### What you will do
Write out, please, the line containing "instance like [229,383]." together with all lines after it, up to and including the last one, with no other output.

### Exercise data
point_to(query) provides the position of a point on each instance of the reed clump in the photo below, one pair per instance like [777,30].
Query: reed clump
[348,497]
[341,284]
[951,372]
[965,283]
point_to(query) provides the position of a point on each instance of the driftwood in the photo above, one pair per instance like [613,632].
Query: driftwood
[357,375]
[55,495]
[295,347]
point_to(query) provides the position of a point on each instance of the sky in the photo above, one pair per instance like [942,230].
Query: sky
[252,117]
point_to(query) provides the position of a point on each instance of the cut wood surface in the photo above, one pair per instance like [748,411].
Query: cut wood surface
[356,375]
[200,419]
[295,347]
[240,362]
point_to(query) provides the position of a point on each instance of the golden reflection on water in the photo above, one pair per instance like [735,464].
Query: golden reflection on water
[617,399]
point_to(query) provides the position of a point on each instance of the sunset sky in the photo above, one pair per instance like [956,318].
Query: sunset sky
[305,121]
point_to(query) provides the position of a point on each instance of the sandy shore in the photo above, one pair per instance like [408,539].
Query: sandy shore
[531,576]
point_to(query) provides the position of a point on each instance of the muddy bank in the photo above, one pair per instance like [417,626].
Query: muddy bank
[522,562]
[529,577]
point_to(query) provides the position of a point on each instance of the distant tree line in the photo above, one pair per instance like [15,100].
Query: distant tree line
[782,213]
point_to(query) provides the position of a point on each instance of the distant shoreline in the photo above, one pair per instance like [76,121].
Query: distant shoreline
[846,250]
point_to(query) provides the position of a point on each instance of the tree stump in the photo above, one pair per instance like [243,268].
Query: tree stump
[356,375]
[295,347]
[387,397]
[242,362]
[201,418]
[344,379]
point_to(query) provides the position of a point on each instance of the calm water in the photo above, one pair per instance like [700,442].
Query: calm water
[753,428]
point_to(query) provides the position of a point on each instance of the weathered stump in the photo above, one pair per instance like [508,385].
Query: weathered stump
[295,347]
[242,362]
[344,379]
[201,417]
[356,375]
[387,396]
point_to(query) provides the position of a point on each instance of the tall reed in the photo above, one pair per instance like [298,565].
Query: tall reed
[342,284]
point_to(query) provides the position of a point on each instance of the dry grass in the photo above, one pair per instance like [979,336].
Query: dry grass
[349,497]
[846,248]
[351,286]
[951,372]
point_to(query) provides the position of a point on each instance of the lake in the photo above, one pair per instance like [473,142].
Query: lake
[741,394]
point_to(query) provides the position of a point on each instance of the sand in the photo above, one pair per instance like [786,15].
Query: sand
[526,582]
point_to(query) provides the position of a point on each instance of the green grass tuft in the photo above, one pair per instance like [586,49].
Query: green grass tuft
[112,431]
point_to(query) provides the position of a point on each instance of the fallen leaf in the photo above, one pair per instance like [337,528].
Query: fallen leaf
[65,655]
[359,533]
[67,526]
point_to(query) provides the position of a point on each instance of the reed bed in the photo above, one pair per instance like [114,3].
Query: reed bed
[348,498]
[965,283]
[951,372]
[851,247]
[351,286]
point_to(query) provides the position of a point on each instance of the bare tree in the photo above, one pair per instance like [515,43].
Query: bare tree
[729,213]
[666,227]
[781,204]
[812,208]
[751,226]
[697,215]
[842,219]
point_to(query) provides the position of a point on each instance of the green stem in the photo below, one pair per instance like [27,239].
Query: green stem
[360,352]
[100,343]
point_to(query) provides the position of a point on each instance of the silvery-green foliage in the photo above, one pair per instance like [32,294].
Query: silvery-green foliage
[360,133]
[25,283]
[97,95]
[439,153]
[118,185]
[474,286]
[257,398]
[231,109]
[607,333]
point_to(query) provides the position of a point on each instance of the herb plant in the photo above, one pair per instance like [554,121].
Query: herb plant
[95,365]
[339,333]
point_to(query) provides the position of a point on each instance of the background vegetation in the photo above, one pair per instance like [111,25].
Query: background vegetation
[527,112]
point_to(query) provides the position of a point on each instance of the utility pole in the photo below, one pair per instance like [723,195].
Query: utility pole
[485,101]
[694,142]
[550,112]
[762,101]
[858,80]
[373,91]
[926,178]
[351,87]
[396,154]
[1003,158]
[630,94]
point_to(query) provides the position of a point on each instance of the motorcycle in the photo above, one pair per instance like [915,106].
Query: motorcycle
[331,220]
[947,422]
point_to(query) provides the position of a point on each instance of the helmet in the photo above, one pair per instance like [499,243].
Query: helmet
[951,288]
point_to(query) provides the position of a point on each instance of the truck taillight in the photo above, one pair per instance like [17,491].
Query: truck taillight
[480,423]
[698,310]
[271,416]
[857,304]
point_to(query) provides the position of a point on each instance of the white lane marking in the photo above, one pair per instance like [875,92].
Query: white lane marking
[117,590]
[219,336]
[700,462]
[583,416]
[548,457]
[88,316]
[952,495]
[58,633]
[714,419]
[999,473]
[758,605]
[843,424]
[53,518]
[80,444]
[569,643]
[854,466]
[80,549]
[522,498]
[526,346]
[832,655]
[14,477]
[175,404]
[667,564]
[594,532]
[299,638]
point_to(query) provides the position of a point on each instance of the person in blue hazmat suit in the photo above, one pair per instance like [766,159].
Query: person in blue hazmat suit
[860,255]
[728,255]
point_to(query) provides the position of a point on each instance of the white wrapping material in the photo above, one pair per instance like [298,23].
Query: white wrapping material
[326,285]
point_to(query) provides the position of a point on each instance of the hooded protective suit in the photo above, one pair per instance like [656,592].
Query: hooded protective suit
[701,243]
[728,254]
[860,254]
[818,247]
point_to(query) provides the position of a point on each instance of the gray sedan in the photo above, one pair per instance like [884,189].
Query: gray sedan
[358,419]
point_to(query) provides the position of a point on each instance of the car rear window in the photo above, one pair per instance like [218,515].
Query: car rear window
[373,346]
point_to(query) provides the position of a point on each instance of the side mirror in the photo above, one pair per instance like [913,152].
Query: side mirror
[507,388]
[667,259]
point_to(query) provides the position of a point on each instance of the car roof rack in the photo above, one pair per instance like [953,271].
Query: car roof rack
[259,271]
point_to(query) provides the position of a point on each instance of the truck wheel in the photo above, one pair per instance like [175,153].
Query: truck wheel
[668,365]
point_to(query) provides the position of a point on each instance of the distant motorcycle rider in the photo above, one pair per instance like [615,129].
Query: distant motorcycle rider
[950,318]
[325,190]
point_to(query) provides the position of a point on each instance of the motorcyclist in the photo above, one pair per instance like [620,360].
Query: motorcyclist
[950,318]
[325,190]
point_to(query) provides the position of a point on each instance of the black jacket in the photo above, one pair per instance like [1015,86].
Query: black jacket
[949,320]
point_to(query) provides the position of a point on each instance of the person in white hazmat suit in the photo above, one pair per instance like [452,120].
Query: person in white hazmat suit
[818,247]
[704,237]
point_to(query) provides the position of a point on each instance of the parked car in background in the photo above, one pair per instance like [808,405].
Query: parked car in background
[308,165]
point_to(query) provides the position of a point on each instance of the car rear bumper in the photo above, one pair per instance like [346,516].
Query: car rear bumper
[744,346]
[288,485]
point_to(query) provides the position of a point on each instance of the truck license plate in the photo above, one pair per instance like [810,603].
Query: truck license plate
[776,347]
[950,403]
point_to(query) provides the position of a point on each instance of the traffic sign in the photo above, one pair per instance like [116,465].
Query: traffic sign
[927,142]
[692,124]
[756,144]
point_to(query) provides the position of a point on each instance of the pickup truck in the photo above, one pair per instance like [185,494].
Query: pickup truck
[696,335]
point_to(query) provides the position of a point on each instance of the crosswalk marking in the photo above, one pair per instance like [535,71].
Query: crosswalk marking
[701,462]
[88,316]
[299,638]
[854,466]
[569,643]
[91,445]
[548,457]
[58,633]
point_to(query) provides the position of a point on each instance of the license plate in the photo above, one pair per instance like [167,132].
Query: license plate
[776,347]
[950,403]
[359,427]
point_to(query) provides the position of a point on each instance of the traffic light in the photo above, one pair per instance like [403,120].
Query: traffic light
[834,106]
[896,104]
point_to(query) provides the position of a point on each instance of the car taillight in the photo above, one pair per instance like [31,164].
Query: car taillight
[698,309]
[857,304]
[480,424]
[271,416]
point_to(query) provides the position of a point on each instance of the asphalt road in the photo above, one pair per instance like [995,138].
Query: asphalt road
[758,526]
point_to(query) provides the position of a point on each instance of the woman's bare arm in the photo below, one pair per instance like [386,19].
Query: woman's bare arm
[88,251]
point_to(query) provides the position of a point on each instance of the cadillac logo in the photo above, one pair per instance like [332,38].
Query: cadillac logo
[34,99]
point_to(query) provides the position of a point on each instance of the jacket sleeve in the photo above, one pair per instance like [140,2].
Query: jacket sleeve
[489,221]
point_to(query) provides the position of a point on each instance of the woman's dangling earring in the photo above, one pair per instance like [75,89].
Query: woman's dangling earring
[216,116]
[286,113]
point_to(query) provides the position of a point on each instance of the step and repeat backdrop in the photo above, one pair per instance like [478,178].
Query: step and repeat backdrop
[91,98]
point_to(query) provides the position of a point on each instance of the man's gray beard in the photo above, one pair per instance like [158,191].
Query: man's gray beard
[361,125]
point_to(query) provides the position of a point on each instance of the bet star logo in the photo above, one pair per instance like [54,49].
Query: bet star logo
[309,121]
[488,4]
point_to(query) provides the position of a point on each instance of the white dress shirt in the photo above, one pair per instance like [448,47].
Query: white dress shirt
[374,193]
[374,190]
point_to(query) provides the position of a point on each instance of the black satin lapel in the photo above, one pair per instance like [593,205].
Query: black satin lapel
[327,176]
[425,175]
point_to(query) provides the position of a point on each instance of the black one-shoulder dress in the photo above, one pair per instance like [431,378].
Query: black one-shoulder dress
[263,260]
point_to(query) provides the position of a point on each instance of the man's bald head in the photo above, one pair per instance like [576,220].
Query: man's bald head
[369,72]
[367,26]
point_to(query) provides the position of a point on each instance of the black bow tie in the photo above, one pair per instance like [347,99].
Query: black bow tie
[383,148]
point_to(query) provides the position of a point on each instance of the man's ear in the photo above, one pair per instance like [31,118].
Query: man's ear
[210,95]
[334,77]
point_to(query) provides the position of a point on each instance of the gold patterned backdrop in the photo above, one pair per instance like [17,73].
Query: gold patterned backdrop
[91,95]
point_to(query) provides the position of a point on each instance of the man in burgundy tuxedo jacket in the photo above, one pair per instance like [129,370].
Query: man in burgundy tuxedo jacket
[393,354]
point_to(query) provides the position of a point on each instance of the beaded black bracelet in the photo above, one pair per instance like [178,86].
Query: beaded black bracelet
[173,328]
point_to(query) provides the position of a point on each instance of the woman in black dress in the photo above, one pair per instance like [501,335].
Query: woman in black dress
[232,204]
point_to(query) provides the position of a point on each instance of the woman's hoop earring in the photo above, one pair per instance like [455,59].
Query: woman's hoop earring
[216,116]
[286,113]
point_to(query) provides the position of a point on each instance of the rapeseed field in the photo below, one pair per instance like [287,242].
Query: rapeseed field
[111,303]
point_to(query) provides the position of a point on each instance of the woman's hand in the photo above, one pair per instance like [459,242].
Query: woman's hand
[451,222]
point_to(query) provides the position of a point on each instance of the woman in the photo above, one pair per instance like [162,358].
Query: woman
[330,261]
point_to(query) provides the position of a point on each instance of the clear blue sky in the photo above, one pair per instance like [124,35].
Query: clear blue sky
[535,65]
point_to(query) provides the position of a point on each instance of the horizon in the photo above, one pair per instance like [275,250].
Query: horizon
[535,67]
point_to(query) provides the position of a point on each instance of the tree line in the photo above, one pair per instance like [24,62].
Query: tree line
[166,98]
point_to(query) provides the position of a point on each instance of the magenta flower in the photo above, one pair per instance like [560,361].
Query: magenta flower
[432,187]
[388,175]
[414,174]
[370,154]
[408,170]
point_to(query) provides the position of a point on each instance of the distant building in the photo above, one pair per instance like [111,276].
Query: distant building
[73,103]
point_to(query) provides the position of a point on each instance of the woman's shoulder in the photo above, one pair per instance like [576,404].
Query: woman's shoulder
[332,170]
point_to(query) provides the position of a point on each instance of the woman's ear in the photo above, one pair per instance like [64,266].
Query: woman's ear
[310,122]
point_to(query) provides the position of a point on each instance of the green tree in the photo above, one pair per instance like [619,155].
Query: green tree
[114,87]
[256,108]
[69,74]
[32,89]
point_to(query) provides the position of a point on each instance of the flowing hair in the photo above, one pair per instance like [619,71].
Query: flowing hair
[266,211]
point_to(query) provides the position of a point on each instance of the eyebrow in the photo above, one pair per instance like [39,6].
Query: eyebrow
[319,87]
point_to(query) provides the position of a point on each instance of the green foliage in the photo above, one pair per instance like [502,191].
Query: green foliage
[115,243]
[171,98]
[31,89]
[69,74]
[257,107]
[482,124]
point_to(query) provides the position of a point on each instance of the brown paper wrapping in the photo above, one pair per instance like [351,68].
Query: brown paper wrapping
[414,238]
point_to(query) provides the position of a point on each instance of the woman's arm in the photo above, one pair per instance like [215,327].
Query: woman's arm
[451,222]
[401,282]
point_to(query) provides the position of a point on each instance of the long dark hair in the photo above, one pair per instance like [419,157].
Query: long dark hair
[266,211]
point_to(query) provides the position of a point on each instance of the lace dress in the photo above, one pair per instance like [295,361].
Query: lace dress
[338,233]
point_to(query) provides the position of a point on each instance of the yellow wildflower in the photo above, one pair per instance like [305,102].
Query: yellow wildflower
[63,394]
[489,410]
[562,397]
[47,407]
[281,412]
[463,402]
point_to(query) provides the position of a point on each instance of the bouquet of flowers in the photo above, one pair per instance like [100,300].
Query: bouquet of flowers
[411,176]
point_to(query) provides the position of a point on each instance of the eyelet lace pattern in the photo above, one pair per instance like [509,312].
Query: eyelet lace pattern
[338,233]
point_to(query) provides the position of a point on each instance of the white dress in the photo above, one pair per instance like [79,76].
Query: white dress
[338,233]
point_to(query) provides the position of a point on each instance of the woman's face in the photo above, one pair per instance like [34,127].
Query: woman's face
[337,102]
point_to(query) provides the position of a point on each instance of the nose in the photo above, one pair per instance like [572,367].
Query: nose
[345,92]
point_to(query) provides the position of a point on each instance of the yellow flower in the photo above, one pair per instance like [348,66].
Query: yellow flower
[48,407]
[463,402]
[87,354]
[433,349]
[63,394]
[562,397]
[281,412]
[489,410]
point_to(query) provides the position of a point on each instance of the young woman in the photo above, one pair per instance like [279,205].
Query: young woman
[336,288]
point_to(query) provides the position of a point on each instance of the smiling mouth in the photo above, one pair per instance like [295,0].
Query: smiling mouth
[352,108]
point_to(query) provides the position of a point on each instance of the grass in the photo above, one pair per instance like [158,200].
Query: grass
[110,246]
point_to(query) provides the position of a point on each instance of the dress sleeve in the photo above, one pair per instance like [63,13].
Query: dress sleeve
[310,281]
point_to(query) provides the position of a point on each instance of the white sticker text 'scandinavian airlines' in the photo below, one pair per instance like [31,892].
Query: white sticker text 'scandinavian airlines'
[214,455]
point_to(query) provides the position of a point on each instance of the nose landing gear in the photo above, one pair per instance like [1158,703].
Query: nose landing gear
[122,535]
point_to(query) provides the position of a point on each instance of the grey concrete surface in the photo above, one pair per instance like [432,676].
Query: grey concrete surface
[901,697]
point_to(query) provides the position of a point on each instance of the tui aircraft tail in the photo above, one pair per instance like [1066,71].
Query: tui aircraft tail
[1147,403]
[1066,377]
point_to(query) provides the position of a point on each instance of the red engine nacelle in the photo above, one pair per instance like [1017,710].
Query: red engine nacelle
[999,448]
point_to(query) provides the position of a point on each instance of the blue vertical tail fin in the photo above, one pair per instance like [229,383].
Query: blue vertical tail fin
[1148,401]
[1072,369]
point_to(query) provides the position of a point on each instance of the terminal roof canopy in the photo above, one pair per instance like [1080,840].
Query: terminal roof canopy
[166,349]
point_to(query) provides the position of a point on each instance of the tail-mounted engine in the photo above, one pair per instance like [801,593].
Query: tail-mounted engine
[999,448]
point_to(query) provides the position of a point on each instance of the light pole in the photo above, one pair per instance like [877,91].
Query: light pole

### Response for this exercise
point_to(query) provides the position of a point on each instance of the blue vertical tail fin in the photo above, one pair per instance like [229,383].
Query: blue vertical tail fin
[1148,401]
[1072,369]
point_to(query) provides the position of a point on each instance of the terminal roof canopy in the photo above, one pair per instance like [1080,840].
Query: terminal roof canopy
[166,349]
point_to(query) provides the position of a point on each instance of the tail-mounted engine in the photo above, one pair per instance like [801,593].
Query: tail-mounted engine
[999,448]
point_to(query) provides the position of a point on each instance of the light pole in the photo above, one pair per instance like [877,91].
Query: light pole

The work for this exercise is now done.